• **What you are asked to do**
Copy the lines below word for word, and leave the pictures out of your copy.

• **Excerpted records**

◇ ◇ ◇ ◇

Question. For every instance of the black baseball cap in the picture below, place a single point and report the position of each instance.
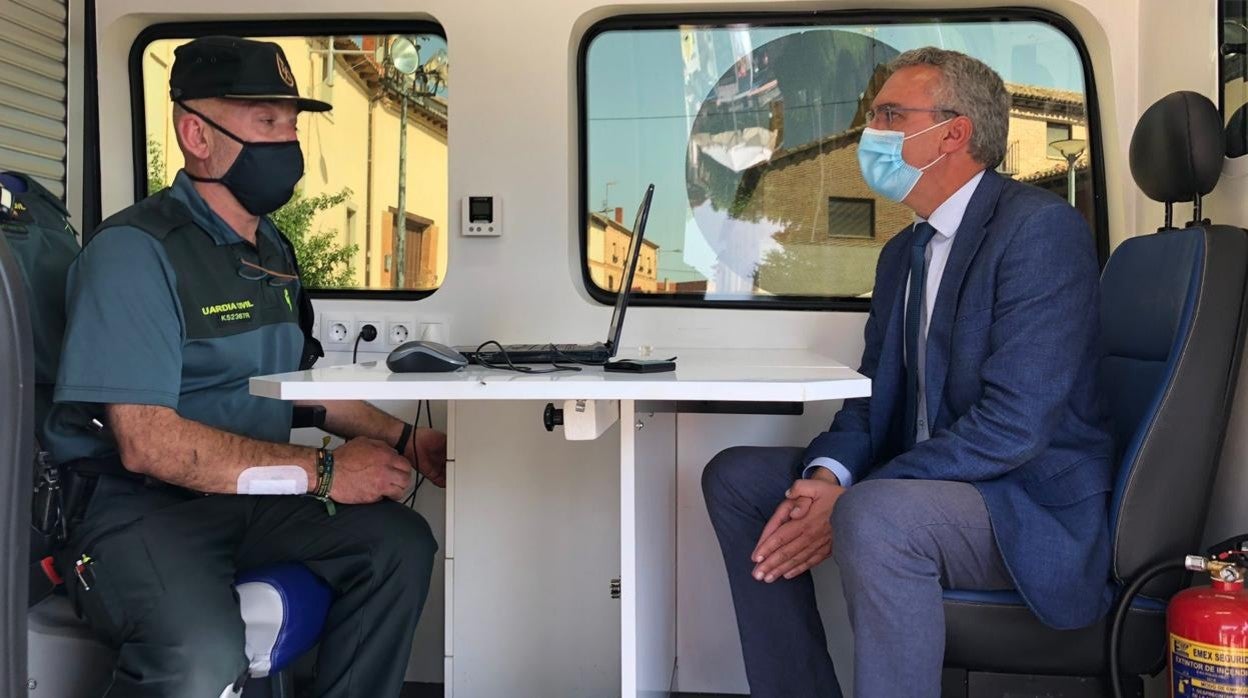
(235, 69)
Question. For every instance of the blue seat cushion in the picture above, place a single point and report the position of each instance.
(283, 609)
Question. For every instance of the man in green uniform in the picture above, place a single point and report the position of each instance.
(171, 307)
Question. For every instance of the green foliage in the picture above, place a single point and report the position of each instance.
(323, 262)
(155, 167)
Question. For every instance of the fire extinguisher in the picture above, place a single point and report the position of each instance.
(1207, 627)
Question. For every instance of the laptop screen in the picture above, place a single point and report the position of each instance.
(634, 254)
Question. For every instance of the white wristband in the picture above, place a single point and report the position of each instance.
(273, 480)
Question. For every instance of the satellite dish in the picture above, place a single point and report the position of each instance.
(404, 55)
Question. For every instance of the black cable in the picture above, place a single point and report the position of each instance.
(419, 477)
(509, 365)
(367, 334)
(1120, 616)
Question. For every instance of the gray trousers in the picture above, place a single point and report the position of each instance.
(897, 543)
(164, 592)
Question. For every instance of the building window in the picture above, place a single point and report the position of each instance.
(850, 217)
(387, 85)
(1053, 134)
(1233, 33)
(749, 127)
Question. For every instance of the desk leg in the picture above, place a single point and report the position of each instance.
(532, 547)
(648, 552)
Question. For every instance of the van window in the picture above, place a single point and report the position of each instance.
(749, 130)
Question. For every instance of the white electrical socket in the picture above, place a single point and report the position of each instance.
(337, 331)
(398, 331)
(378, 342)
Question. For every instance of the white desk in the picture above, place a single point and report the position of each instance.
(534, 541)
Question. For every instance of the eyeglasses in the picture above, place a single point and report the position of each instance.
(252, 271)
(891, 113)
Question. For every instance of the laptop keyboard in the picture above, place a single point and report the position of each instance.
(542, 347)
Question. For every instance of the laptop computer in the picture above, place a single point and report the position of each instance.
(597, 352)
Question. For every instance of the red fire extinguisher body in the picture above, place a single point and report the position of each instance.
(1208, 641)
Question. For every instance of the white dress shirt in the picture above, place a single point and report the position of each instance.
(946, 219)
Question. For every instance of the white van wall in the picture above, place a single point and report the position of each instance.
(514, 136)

◇ ◇ ◇ ◇

• **Response for this exercise**
Question. For every instance of the black baseball cap in the picture below, place a single point and report the position of each instance.
(235, 69)
Question. For every instance of the blue seat cushion in the picture above, place a single point and report the position of each instance.
(283, 609)
Question. For every instance of the man in green uniform in the picture above, place a single point and report the position of each instance.
(171, 307)
Question. For every instance of the green foliage in the picture above, place a single point and report the position of each instance.
(323, 262)
(155, 167)
Question. For every instance of the fire extinguisher in the picture above, place a single point and report the position of each instance.
(1207, 627)
Question. For every instance of the laptop screen in the picture above, place a single point and report the position of each instance.
(634, 254)
Question. For every instance of the white wristband in the picture above, place a single point and report the position of each instance.
(273, 480)
Question. For every instance of the satellite dish in the picture above, place a single point and report the position of each instance.
(404, 55)
Question. For every instance of the black cable in the picture above, place a single point and report the position of each instance.
(419, 477)
(509, 365)
(367, 334)
(1120, 616)
Question. For every instance of the gray trousers in the picture above, place a single point and report the position of each instance.
(897, 543)
(164, 592)
Question. For every instance of the building window in the picture above, place a single point and report the position of each instance.
(850, 217)
(387, 85)
(1053, 134)
(1233, 33)
(749, 127)
Question. For every instance of the desk leg in the picture above, place a single point and report the position of each instance.
(532, 547)
(648, 552)
Question. For every instance of the van window in the picture above, place a single point and report the position of each instance.
(749, 130)
Question. For every instance of the white electrical socket in the picture above, place a single point and report the position of each instance.
(337, 331)
(398, 331)
(378, 342)
Question. For every instance of the white desk in the picture above, place a single point and report the position of each instance.
(534, 541)
Question. For every instance of the eyeglasses in the picture above, place a single point and report the position of each instance.
(252, 271)
(891, 113)
Question. For every instance of the laptop keyboard in the picture above, place a single point and report the position of each instance.
(542, 347)
Question. For every instance of the laptop computer in the picture above, place a single point and report the position of each instance.
(597, 352)
Question. For every instance of the red fire extinguisher body in the picture above, place a single point and report the position of each instance.
(1208, 641)
Question. For every instance of the white dress shirt in the picture above, place a single point and report the position of each instance.
(946, 219)
Question. For every instance of the white van wall in the picture above, place a single point and report the position of each instance.
(514, 136)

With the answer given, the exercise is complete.